# Seitenauszug
════════════════════
Alle lernen dasselbe zur selben Zeit: Dass diese klassische Form des Unterrichtens für ihre Schule nicht geeignet ist, wussten die Leitung und das Kollegium der Martin-Niemöller-Schule schon seit Langem. Die Schule im südhessischen Riedstadt ist eine Integrierte Gesamtschule ohne Oberstufe. Die 1.000 Schülerinnen und Schüler sind sowohl hinsichtlich ihrer kognitiven Leistungsfähigkeit als auch bezüglich ihrer persönlichen und sozialen Voraussetzungen sehr heterogen. In den Hauptfächern sowie in einigen anderen Fächern wurden sie deshalb in zwei Gruppen eingeteilt: Es gab Erweiterungskurse für leistungsstärkere Kinder und Grundkurse für die leistungsschwächeren. Doch spätestens mit der Pandemie, als die Kinder und Jugendlichen nach monatelangen Lockdowns in die Schule zurückkamen, wurde Martin Buhl und seinem Team klar: Das reicht nicht mehr. „Die zweifache Differenzierung hat die Realität, die wir in unserer Schule haben, einfach nicht mehr abgebildet“, sagt der Schulleiter.
════════════════════
# Arbeitsauftrag 1
Prüfen Sie, ob die folgenden Aussagen mit dem Text über die Martin-Niemöller-Schule übereinstimmen. Antworten Sie jeweils mit Ja oder Nein und zitieren Sie die entscheidenden Worte des Textes wörtlich.
(a) Die Martin-Niemöller-Schule hat eine Oberstufe.
(b) An der Schule lernen 1.000 Schülerinnen und Schüler.
(c) Die Grundkurse waren für die leistungsstärkeren Kinder gedacht.
# Arbeitsauftrag 2
Nehmen Sie den Faden des Textes über die Martin-Niemöller-Schule nach dem Zitat des Schulleiters auf und setzen Sie ihn mit einigen Sätzen fort.

Dateneinträge:
════════════════════
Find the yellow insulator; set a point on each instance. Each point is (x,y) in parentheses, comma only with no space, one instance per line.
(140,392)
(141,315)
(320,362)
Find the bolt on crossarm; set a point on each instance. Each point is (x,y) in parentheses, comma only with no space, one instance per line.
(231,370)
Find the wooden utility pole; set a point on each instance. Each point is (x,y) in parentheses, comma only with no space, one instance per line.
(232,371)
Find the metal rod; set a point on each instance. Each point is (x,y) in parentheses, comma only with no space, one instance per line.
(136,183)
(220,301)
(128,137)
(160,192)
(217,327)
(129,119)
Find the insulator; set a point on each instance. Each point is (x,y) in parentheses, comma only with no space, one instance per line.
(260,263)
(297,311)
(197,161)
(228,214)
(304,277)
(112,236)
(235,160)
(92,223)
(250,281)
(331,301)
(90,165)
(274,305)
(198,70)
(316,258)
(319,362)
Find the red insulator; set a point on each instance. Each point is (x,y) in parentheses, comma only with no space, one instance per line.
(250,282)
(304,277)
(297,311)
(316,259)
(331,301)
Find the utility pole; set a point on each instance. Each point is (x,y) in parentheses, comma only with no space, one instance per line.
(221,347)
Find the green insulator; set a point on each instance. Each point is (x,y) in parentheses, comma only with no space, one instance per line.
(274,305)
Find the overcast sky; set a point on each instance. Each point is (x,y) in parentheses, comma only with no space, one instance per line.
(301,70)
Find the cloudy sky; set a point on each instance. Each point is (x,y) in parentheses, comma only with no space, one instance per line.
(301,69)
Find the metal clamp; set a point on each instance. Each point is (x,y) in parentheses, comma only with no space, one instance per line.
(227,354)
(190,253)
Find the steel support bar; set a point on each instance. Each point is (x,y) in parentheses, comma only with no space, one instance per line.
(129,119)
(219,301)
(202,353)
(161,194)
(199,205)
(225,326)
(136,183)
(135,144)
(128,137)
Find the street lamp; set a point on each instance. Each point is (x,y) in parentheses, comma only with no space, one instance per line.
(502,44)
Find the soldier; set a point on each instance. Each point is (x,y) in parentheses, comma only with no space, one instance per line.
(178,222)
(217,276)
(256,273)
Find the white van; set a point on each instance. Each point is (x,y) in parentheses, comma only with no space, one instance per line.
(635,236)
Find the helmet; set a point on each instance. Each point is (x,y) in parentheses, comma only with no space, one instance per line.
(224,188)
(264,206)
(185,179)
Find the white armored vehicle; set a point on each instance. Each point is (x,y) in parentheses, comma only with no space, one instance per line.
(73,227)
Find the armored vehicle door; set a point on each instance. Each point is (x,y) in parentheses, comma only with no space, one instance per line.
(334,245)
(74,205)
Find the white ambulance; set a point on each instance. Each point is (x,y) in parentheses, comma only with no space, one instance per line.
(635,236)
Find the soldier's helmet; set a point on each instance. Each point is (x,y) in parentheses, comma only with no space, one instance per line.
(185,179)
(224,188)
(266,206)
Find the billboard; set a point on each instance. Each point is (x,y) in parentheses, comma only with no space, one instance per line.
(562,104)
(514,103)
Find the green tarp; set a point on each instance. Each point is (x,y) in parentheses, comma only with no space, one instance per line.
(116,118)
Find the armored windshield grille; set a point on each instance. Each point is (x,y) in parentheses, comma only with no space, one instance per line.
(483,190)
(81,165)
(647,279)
════════════════════
# Lösung 1
(a) Nein: „eine Integrierte Gesamtschule ohne Oberstufe“
(b) Ja: „Die 1.000 Schülerinnen und Schüler“
(c) Nein: „Grundkurse für die leistungsschwächeren“

# Lösung 2
Eine weitere Erkenntnis: Das Problem liegt tiefer als mangelhafte Sprachkenntnisse oder Schwierigkeiten mit Mathematik. „Wir beobachten zunehmend, dass vielen Schülerinnen und Schülern grundlegende Kompetenzen fehlen, um erfolgreich ins Lernen zu kommen“, erzählt Buhl. Wichtige Voraussetzungen wie Selbstorganisation, Verantwortungsbewusstsein, aber auch Zutrauen in das eigene Können seien oft nicht ausreichend ausgebildet.
Im Lernraum wird gefördert und gefordert
Um dieser zweifachen Herausforderung zu begegnen, entwickelten Schulleitung und Steuergruppe ein neues Unterrichtskonzept: den Lernraum. Es sieht vor, dass für alle Jahrgänge täglich eine feste Unterrichtsstunde auf einem gemeinsamen Zeitband liegt. Diese „Lernraumstunde“ untergliedert sich in den individuellen Lernraum und den fachlichen Lernraum.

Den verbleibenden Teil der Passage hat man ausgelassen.